(Prompt): Pictures should be left out while the data beneath this task is written out word for word.

(Records supplied):
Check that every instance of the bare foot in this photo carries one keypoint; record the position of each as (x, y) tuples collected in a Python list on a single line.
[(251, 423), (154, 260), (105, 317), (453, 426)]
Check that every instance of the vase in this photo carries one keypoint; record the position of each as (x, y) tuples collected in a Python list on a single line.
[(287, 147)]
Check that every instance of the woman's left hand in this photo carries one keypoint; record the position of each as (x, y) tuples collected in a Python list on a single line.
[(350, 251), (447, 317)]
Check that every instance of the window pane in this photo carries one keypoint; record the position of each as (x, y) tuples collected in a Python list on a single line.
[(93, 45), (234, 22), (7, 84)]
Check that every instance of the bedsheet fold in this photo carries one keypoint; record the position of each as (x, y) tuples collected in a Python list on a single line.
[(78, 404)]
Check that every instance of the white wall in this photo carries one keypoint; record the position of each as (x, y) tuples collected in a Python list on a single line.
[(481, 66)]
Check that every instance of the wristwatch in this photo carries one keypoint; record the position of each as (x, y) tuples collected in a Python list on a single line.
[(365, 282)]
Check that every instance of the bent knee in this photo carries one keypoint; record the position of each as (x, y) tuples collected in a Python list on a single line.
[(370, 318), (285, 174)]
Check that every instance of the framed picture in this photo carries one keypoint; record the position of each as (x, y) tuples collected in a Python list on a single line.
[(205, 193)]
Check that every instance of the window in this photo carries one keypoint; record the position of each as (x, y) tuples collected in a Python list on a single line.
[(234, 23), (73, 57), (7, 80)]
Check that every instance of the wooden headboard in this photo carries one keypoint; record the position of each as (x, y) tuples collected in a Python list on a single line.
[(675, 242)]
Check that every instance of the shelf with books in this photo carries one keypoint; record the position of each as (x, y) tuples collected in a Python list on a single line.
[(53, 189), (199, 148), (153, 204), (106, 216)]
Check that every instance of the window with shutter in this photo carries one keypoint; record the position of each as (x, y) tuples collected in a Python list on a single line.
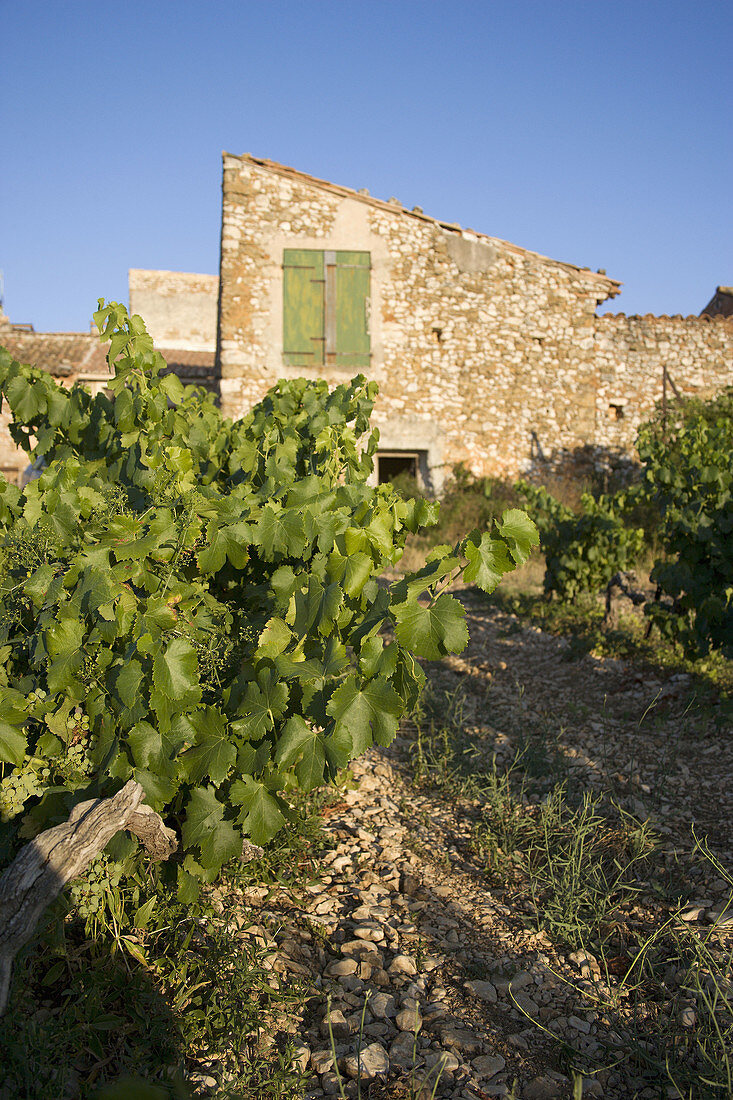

(Answer to this problem):
Check that every instance of the bare foot in this photo carries one keypoint; record the position of each as (x, y) tuples collected in a Python list on a single line.
[(251, 423), (154, 260), (105, 317), (453, 426)]
Check that every instance of the vase in this photo carries one keypoint; record the position of each as (x, y) tuples collected in a Python list on a single line.
[(287, 147)]
Check that every instance of the woman's left hand in this photo carries one keypoint; record the position of each as (x, y) tuples collected in a Python list on a single line.
[(350, 251), (447, 317)]
Check that every instance of the window pane in this photo carries one keypoint; record the position of each as (x, y) tuples collected in a Python list on a single line.
[(93, 45), (234, 22), (7, 84)]
Check that every instance of the bedsheet fold in this photo carries one keypoint; record the position of each as (x, y) tuples collected in a Python list on a single line.
[(78, 404)]
Check that every instance of the white wall in this photo carries one keypoint; record the position of each as (x, y) tuples collected in a Python list on a single line.
[(481, 66)]
Check that every instance of the wristwatch in this photo carries one keypoint; record the position of each as (x, y) tuples collected in a Python list on a single line.
[(365, 282)]
Check that every instance of the bent knee in this photo carries one keypoint; record the position of each as (x, y) tuples collected in a Python list on a single line.
[(370, 318), (285, 174)]
Check that every instance of the framed picture in this photo carries one keypoint; record the position of each as (x, y) tuples collected in a Python list on a single line.
[(205, 193)]
Check that every instance of the window in this photo carries one keypoint; record the position of each as (x, y) tuples collected in a Python list on a single line.
[(234, 23), (73, 57), (7, 80)]
Check that every instance of the wooden headboard in this photo carries one keypoint; record the position of each as (x, y) tuples collected in a Python list on a single line.
[(675, 242)]
Check that every instance of the shelf with books in this photo carries one keypoint; record the position of each as (x, y) tuples collected in a Python list on a single line.
[(53, 189), (199, 148), (153, 204), (106, 216)]
Check that every instance of the window with shutter in this photo carries one keypoint; record the position of each as (x, y) tuples collected in a Python list on a single line.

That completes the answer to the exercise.